### WORK TASK A
Summarize the Masumeh Kazemi bio in two sentences.
### WORK TASK B
Write the next part of the Masumeh Kazemi bio, picking up after its final sentence.
+++ TEXT
Masumeh Kazemi
Bio
As a Visiting Assistant Professor at Wentworth Institute of Technology (WIT), I have taught a range of courses in mechanical engineering, biomechanics, additive manufacturing, materials science, and numerical methods. My research bridges materials science, additive manufacturing, and biomedical engineering, with a strong focus on both experimental and computational approaches.
I completed my postdoctoral research at Boston University, where I led the development of a state-of-the-art Raman spectroscopy platform for the non-invasive prediction of tissue mechanical properties. This NIH-funded work aimed to detect early-stage cartilage pathology and was benchmarked against compositional MRI (T2 mapping). I also contributed to other NIH- and foundation-supported studies, including projects funded by the Musculoskeletal Transplant Foundation (MTF) and the Arthritis Foundation.
++++++
+++ ENTRIES PROVIDED
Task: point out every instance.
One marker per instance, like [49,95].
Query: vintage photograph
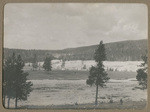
[75,56]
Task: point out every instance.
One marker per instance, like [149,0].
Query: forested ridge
[130,50]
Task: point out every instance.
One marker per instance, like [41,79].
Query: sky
[54,26]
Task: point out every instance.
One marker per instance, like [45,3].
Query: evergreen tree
[34,62]
[47,64]
[142,73]
[15,79]
[8,78]
[98,76]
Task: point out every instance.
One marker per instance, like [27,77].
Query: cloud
[63,25]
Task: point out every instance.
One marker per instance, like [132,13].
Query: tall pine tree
[15,80]
[34,62]
[142,73]
[98,76]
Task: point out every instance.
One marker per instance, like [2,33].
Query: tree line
[117,51]
[16,86]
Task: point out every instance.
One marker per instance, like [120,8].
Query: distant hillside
[131,50]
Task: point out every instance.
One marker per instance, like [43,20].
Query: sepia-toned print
[75,56]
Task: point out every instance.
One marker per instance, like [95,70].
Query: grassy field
[62,89]
[75,75]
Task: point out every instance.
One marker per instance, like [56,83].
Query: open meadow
[68,89]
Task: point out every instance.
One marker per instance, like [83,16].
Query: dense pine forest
[131,50]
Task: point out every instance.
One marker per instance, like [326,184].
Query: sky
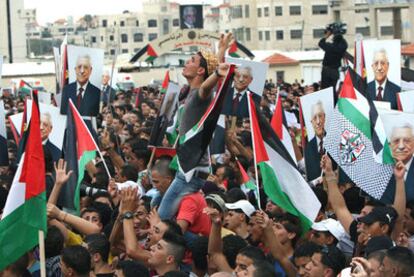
++++++
### TASK ANSWER A
As a Visiting Assistant Professor at Wentworth Institute of Technology, Masumeh Kazemi has taught courses in mechanical engineering, biomechanics, additive manufacturing, materials science, and numerical methods, with research spanning materials science, additive manufacturing, and biomedical engineering through experimental and computational approaches. During postdoctoral research at Boston University, Kazemi led the development of an NIH-funded Raman spectroscopy platform that predicts tissue mechanical properties non-invasively to detect early-stage cartilage pathology, and also contributed to other NIH- and foundation-supported studies.

### TASK ANSWER B
During my Ph.D. studies at the University of Memphis, I investigated the biomechanics of cartilage and bone by integrating experimental techniques with multiscale finite element modeling to study stress–strain distributions and mechanobiological signal transduction. My academic background is grounded in materials science and engineering, with a B.S. and M.S. focused on enhancing the mechanical properties of structural materials.
My interdisciplinary research has included gait analysis of post-operative knee patients, mechanical evaluation of FDM 3D-printed components, and tissue health assessment using spectroscopy and imaging technologies. These projects reflect my commitment to applying engineering fundamentals to real-world challenges in health, safety, and human performance.
Beyond my technical expertise, I have secured competitive research funding, mentored diverse student teams, and published in leading journals across biomechanics, mechanical engineering, and additive manufacturing. I have also presented my work at national and international conferences and remain deeply committed to collaborative, impactful research and education.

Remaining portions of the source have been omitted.